◆ Problem description ◆
Verbatim output required. Print the data in full.

*** Opening Given entries ***

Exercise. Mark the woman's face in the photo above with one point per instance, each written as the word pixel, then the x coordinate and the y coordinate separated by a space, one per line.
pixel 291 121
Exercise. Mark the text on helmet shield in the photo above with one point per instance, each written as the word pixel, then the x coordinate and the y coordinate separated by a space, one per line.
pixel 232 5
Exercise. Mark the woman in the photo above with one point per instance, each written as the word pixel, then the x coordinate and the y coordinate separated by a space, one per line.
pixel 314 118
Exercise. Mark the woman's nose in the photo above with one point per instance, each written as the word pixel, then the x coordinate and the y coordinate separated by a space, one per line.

*** Closing Given entries ***

◆ Solved exercise ◆
Exercise. Mark the woman's face in the photo above with one point per instance, each written as the word pixel, then the x coordinate and the y coordinate separated by a space, one per line.
pixel 291 121
Exercise. Mark the text on helmet shield in the photo above with one point per instance, each written as the word pixel, then the x coordinate and the y coordinate separated by a space, one per line.
pixel 232 5
Exercise. Mark the woman in the photo above with one point per instance, each written as the word pixel, then the x coordinate and the y coordinate separated by a space, one per line.
pixel 314 118
Exercise. Mark the woman's nose in the photo above with one point per instance, each written as the word pixel, then the x coordinate and the y coordinate separated by a space, one per line.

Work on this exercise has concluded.